#### [What to work on]
Only the stretch of the listing below that runs from the line with "Objective — for every instance of the textured" through the line with "Objective — for every instance of the blue pillow, place" is to be printed, exactly and with both ends.

#### [Records for processing]
------------------------------------------------------------

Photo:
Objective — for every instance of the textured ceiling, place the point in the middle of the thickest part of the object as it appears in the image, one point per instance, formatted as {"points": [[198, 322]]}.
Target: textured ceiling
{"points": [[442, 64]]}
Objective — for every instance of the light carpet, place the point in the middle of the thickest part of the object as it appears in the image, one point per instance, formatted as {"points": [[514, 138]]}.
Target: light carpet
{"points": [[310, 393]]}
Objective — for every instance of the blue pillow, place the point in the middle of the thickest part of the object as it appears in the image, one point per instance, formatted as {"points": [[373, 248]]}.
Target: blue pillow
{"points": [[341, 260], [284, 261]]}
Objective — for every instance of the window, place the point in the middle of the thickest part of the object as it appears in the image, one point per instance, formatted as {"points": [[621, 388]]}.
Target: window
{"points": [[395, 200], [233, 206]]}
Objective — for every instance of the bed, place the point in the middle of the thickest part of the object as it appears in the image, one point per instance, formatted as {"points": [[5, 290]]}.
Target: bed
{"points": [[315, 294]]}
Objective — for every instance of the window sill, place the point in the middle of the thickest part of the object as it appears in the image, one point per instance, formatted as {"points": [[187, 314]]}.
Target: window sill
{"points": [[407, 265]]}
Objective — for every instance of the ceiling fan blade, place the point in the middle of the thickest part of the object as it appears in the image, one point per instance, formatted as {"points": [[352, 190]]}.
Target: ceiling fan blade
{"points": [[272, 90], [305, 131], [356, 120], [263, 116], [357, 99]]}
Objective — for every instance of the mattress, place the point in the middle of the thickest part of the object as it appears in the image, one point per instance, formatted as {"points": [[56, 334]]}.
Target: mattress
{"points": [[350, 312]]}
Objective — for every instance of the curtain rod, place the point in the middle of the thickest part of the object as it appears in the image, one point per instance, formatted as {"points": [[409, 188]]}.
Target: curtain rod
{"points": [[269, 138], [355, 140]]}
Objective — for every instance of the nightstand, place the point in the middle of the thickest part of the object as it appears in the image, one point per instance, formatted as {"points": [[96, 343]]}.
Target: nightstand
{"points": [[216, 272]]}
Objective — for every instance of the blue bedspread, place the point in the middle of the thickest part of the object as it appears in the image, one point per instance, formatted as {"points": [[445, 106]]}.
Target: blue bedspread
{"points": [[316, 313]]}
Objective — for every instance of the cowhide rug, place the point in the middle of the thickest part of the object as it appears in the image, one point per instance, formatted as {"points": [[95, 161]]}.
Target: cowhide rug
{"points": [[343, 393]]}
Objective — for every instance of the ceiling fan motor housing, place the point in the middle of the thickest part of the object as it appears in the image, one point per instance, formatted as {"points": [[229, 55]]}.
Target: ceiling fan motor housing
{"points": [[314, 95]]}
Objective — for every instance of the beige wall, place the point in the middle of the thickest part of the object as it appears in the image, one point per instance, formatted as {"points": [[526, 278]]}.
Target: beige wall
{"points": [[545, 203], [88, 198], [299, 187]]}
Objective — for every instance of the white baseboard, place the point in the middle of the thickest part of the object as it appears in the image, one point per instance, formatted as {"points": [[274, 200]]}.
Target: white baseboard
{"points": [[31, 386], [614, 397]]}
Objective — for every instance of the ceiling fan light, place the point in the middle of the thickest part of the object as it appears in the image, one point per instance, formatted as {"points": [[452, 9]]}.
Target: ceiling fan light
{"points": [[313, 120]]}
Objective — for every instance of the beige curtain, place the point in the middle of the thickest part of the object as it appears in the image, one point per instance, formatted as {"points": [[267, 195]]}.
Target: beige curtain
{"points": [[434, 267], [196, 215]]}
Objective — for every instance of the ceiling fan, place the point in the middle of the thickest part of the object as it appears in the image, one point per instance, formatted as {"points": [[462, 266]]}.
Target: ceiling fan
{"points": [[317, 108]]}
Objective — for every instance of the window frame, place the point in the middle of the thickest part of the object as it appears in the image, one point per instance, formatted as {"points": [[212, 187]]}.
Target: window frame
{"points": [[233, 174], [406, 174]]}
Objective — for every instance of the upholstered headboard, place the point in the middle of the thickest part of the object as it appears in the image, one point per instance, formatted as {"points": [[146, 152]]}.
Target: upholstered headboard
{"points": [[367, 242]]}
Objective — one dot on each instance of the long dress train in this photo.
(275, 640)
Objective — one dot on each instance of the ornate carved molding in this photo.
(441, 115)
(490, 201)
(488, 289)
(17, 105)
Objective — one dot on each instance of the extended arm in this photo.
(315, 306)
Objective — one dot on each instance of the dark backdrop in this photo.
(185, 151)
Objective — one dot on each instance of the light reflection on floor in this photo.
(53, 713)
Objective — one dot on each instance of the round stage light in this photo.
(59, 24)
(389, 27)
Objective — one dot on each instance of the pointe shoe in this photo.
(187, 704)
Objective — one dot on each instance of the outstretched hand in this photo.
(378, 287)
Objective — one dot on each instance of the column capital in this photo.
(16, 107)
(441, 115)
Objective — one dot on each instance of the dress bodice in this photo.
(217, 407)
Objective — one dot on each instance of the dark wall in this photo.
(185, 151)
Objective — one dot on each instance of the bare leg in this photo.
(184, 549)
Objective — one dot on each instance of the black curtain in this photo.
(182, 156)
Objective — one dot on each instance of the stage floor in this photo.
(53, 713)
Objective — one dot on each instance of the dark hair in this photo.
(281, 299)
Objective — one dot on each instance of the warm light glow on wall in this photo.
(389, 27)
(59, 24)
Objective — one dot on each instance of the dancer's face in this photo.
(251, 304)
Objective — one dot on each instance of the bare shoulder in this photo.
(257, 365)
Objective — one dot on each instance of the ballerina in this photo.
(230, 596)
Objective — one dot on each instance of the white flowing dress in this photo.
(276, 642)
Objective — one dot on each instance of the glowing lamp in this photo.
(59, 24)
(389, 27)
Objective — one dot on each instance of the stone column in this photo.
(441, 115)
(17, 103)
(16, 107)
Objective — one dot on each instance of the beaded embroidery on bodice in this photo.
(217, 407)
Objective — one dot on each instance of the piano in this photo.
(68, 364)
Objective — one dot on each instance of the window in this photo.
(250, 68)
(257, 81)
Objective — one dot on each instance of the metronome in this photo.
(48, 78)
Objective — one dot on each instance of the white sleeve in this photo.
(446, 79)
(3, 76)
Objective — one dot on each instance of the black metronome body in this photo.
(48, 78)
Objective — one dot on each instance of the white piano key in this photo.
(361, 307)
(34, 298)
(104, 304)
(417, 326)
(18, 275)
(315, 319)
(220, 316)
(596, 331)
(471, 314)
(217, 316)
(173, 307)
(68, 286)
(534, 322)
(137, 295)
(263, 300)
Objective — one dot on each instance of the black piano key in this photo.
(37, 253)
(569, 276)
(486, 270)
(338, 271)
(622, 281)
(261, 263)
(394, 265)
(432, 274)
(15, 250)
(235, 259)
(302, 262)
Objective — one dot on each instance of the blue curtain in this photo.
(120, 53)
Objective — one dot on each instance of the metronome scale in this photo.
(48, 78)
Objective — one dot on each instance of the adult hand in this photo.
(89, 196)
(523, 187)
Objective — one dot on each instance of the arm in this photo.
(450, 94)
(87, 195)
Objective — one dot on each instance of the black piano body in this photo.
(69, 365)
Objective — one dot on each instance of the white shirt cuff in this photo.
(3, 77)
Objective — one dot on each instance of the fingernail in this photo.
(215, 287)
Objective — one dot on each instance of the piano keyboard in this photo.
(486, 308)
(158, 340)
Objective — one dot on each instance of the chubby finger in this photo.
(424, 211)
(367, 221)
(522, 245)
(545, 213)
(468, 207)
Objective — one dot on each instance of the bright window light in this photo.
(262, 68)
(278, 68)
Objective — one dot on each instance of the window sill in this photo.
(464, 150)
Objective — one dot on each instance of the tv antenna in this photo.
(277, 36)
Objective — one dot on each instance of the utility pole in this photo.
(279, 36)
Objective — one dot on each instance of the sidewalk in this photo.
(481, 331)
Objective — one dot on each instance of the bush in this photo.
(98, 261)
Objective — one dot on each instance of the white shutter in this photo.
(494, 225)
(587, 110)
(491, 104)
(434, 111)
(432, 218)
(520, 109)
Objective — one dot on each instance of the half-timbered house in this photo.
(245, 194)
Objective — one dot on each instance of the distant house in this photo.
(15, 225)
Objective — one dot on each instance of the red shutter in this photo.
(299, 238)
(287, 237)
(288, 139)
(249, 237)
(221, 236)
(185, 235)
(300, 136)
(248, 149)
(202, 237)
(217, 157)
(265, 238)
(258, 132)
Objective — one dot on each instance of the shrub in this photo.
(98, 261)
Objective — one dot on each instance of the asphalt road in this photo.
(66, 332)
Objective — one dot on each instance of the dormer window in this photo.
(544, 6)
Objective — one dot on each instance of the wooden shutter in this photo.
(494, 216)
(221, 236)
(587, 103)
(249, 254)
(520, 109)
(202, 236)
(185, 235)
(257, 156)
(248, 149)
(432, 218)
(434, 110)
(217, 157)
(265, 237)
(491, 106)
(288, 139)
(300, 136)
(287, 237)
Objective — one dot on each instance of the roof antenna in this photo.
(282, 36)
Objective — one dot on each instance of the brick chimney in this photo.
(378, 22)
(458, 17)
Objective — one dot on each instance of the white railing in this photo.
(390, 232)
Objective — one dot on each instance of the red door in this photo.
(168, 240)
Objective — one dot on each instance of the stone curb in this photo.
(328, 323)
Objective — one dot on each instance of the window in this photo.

------------------------------------------------------------

#### [Result of the exercise]
Objective — for every instance of the textured ceiling, place the point in the middle of the thickest part of the object as it appears in the image, one point per instance, formatted as {"points": [[198, 322]]}.
Target: textured ceiling
{"points": [[442, 64]]}
Objective — for every instance of the light carpet, place the point in the middle of the thickest part of the object as it appears in the image, one point per instance, formatted as {"points": [[514, 138]]}.
Target: light carpet
{"points": [[310, 393]]}
Objective — for every instance of the blue pillow, place the point in the middle of the thickest part of the object as it appears in the image, one point per instance, formatted as {"points": [[373, 248]]}.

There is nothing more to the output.